Records from a dataset
◇ ◇ ◇ ◇ ◇

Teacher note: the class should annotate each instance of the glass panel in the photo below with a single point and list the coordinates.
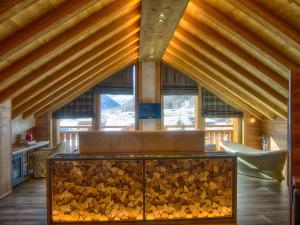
(179, 111)
(117, 111)
(185, 189)
(97, 190)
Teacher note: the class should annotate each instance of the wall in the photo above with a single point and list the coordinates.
(41, 131)
(20, 126)
(276, 132)
(149, 91)
(5, 149)
(252, 132)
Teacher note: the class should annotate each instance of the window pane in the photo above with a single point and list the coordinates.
(179, 110)
(117, 111)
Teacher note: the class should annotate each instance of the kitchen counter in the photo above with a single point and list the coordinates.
(19, 149)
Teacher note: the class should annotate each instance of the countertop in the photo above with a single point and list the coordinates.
(202, 155)
(19, 149)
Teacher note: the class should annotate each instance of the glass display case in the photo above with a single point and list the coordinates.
(141, 188)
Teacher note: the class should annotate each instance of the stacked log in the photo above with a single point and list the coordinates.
(110, 190)
(177, 189)
(97, 190)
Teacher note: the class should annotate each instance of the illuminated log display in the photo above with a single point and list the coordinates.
(141, 188)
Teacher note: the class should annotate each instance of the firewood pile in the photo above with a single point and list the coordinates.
(97, 190)
(188, 189)
(109, 190)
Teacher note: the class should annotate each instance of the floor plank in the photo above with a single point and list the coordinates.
(260, 202)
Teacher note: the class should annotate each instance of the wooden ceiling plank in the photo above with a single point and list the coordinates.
(264, 49)
(269, 20)
(251, 96)
(33, 78)
(235, 53)
(68, 95)
(118, 40)
(211, 85)
(12, 7)
(227, 64)
(113, 11)
(71, 88)
(158, 23)
(79, 74)
(226, 86)
(43, 25)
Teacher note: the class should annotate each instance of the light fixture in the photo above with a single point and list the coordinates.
(252, 120)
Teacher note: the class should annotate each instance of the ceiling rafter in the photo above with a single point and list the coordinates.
(74, 86)
(71, 54)
(40, 27)
(235, 53)
(11, 7)
(60, 74)
(228, 64)
(211, 85)
(228, 25)
(79, 73)
(251, 96)
(101, 18)
(269, 20)
(225, 83)
(73, 93)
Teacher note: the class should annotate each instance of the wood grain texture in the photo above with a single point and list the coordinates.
(5, 149)
(159, 21)
(252, 132)
(276, 132)
(294, 121)
(260, 202)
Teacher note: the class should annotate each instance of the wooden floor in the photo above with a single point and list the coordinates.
(260, 202)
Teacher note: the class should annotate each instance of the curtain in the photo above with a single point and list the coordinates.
(81, 107)
(120, 83)
(176, 83)
(84, 105)
(214, 107)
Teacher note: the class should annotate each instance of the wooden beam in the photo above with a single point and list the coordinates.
(159, 21)
(235, 53)
(94, 65)
(226, 86)
(80, 82)
(103, 17)
(228, 65)
(269, 20)
(263, 49)
(126, 35)
(43, 25)
(12, 7)
(129, 21)
(71, 95)
(253, 98)
(211, 85)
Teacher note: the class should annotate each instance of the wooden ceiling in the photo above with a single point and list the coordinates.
(53, 50)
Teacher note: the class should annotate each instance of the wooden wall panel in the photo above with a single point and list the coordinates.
(294, 123)
(5, 149)
(252, 132)
(41, 131)
(20, 126)
(277, 133)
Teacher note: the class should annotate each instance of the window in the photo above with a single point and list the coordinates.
(180, 112)
(117, 112)
(69, 131)
(220, 129)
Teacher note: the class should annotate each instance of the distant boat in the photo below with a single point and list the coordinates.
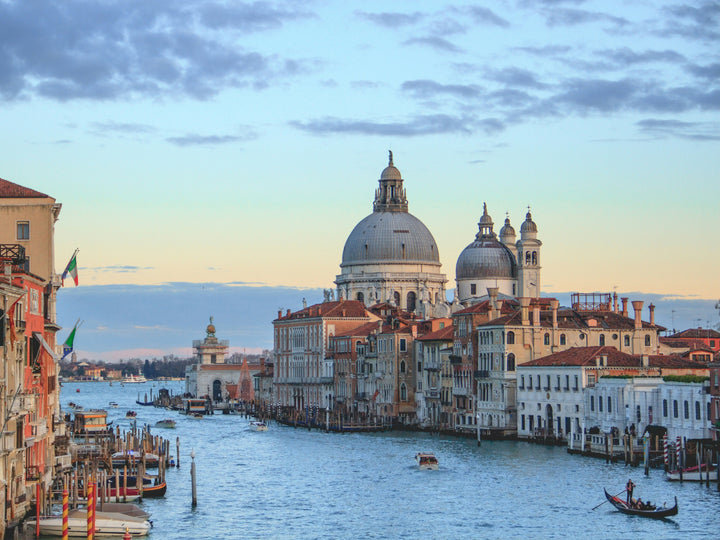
(133, 379)
(258, 425)
(426, 461)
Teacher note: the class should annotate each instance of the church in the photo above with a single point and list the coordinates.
(391, 256)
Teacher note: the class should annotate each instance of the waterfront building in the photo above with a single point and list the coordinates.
(540, 328)
(304, 371)
(391, 256)
(432, 353)
(29, 396)
(513, 268)
(211, 375)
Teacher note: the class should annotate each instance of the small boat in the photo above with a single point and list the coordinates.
(695, 474)
(106, 524)
(426, 461)
(649, 510)
(258, 425)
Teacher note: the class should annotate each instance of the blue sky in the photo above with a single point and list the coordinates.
(227, 142)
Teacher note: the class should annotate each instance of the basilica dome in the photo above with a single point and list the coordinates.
(390, 237)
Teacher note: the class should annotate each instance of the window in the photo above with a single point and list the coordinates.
(23, 231)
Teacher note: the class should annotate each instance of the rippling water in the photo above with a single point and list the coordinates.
(293, 483)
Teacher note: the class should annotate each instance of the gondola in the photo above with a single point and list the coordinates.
(656, 513)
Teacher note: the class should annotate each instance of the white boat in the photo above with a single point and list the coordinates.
(134, 379)
(426, 461)
(106, 524)
(258, 425)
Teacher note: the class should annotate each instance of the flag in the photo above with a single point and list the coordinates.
(68, 345)
(11, 319)
(71, 269)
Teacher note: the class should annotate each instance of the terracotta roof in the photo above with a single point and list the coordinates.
(334, 309)
(697, 333)
(9, 190)
(585, 356)
(444, 334)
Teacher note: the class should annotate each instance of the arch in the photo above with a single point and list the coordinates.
(217, 390)
(411, 299)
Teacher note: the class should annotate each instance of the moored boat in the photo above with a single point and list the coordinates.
(426, 461)
(646, 510)
(258, 425)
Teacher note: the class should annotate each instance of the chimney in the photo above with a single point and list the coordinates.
(524, 315)
(637, 306)
(492, 293)
(554, 305)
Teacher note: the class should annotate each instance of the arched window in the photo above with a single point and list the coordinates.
(411, 301)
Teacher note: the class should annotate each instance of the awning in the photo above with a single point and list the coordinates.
(48, 348)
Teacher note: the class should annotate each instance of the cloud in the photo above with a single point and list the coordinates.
(391, 19)
(698, 131)
(434, 42)
(81, 49)
(420, 125)
(574, 17)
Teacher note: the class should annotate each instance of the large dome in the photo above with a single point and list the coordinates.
(485, 258)
(395, 237)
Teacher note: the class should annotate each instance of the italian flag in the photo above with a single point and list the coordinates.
(71, 269)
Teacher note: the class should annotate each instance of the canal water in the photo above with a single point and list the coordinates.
(294, 483)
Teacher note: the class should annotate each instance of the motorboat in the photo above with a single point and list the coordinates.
(258, 425)
(106, 524)
(426, 461)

◇ ◇ ◇ ◇ ◇

- _Exercise description_
What is needed is every record above, returned exactly, with the pictures omitted.

- _Output_
Teacher note: the class should annotate each instance of the glass panel in the photo below with a single point and list the coordinates.
(179, 111)
(117, 111)
(185, 189)
(97, 190)
Teacher note: the class should annotate each instance of the wall in the photo above with a single point and list the coordinates.
(41, 131)
(20, 126)
(276, 132)
(149, 91)
(5, 149)
(252, 132)
Teacher note: the class should annotate each instance of the window pane in the photo above with a single point and list the coordinates.
(179, 110)
(117, 111)
Teacher note: the class should annotate each instance of the kitchen counter in the photo above with a single point and list the coordinates.
(19, 149)
Teacher note: the class should annotate each instance of the countertop in the photo above with a single point and list the coordinates.
(202, 155)
(19, 149)
Teacher note: the class should annotate each instance of the glass display case in the photo above with a single point and list the coordinates.
(141, 188)
Teacher note: the class should annotate each instance of the stacked log in the photo above with a single point and list the coordinates.
(110, 190)
(177, 189)
(97, 190)
Teacher note: the class should annotate each instance of the illuminated log display in the photo above with a single point and list the coordinates.
(141, 188)
Teacher note: the class should annotate each instance of the firewood pile in the photo above with a single point and list the coordinates.
(97, 190)
(188, 189)
(109, 190)
Teacher note: the class should annotate each instance of the floor plank in the photo above with a single point and list the coordinates.
(260, 202)
Teacher note: the class should annotate each instance of the wooden ceiling plank in the photo above with a single point and list the coordinates.
(264, 49)
(269, 20)
(251, 96)
(33, 78)
(235, 53)
(68, 95)
(118, 40)
(211, 85)
(12, 7)
(227, 64)
(113, 11)
(71, 88)
(158, 23)
(79, 74)
(226, 86)
(43, 25)
Teacher note: the class should annotate each instance of the light fixture in the photo above with a single point and list the coordinates.
(252, 120)
Teacher note: the class should annotate each instance of the ceiling rafter in the photo above with a single point and list the coordinates.
(74, 86)
(71, 54)
(40, 27)
(235, 53)
(11, 7)
(60, 74)
(228, 64)
(211, 85)
(228, 25)
(79, 73)
(251, 96)
(101, 18)
(269, 20)
(225, 83)
(73, 93)
Teacher note: the class should annotate each instance of the wood grain texture in the photo above with a single point and list the coordinates.
(5, 149)
(159, 21)
(252, 132)
(276, 132)
(294, 121)
(260, 202)
Teacher note: the class should annotate each instance of the wooden floor in the photo above with a single point and list the coordinates.
(260, 202)
Teacher note: the class should annotate each instance of the curtain in the photo above with a single point and list the coordinates.
(81, 107)
(120, 83)
(176, 83)
(84, 105)
(214, 107)
Teacher note: the class should annotate each instance of the wooden beam in the photo above with a single point and list the coordinates.
(159, 21)
(235, 53)
(94, 65)
(226, 86)
(80, 82)
(103, 17)
(228, 65)
(269, 20)
(263, 49)
(126, 35)
(43, 25)
(12, 7)
(129, 21)
(71, 95)
(253, 98)
(211, 85)
Teacher note: the class should annotate each instance of the wooden ceiling in the photo above with a single point and list the coordinates.
(53, 50)
Teacher note: the class should annotate each instance of the wooden wall panel in the photo above with a single point and list the coordinates.
(294, 123)
(5, 149)
(252, 132)
(41, 131)
(20, 126)
(277, 133)
Teacher note: the class should annotate each instance of the window in the photo above with a single point and list the coordinates.
(180, 112)
(117, 112)
(69, 131)
(220, 129)
Teacher note: the class should annotate each instance of the distant boat in the photo below with a single point and list the coordinates.
(133, 379)
(258, 425)
(426, 461)
Teacher note: the class should annotate each instance of the church in the photo above with a single point and list the coordinates.
(391, 256)
Teacher note: the class should annotate each instance of the waterfront building in the photo above with a single point and list the coordinates.
(540, 328)
(304, 371)
(391, 256)
(432, 353)
(29, 396)
(513, 268)
(211, 375)
Teacher note: the class should annotate each instance of the small boat in the photo above with a single point and list the coordinates.
(695, 474)
(106, 524)
(426, 461)
(649, 510)
(258, 425)
Teacher note: the class should annotate each instance of the blue sky in the photo above with a single point and list the coordinates.
(227, 142)
Teacher note: the class should annotate each instance of the basilica dome in the photo above with a single point and list the coordinates.
(390, 237)
Teacher note: the class should annotate each instance of the window in the photo above with a single point and list the coordinates.
(23, 231)
Teacher note: the class should annotate each instance of the rippling water in the photo above with a single point and list the coordinates.
(293, 483)
Teacher note: the class should annotate each instance of the gondola in the photo above with a single point and list the coordinates.
(656, 513)
Teacher note: the class should annotate each instance of the white boat in the photo above with a single point and list the coordinates.
(134, 379)
(426, 461)
(106, 524)
(258, 425)
Teacher note: the class should annotate each instance of the flag in the photo above with a single point and list the coordinates.
(68, 345)
(11, 319)
(71, 269)
Teacher note: the class should annotate each instance of the terracotta roof in the photo above with a single point and list the coordinates.
(334, 309)
(697, 333)
(9, 190)
(585, 356)
(444, 334)
Teacher note: the class should annotate each instance of the arch in the photo above with a single point and list the coordinates.
(217, 390)
(411, 299)
Teacher note: the class should annotate each instance of the moored boat in the photo above with a single point and list the coordinates.
(426, 461)
(646, 510)
(258, 425)
Teacher note: the class should annotate each instance of the chimney in the photo above with a single point and list the coordinates.
(524, 315)
(637, 306)
(492, 293)
(554, 305)
Teacher note: the class should annotate each instance of the arched window in the photo above with a single point and list the coordinates.
(411, 301)
Teacher note: the class should annotate each instance of the awning in the photo above with a single point and list the coordinates.
(48, 348)
Teacher note: the class should annotate each instance of the cloud in the photo above with a single point and list the coordinates.
(391, 19)
(698, 131)
(434, 42)
(81, 49)
(420, 125)
(574, 17)
Teacher note: the class should annotate each instance of the large dome in the photo above with a single point and list the coordinates.
(485, 258)
(395, 237)
Teacher note: the class should annotate each instance of the italian flag in the photo above with a single point and list the coordinates.
(71, 269)
Teacher note: the class should annotate each instance of the canal water in the photo above with a single point and list the coordinates.
(294, 483)
Teacher note: the class should annotate each instance of the motorboat in the photo above with a single point and list the coordinates.
(258, 425)
(106, 524)
(426, 461)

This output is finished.